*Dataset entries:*

● ● ● ● ●

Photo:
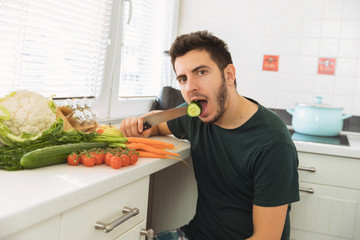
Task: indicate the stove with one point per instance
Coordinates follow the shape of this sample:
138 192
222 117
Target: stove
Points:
340 139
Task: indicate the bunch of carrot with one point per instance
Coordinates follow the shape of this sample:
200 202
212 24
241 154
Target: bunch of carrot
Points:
151 148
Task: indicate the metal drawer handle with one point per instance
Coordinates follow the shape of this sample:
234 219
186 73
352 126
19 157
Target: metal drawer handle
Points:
148 233
128 213
307 190
308 169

● ● ● ● ●

*Your objective:* How many lines of the records contain the word "drawer"? Reply with the number and nothing else.

*Written answer:* 2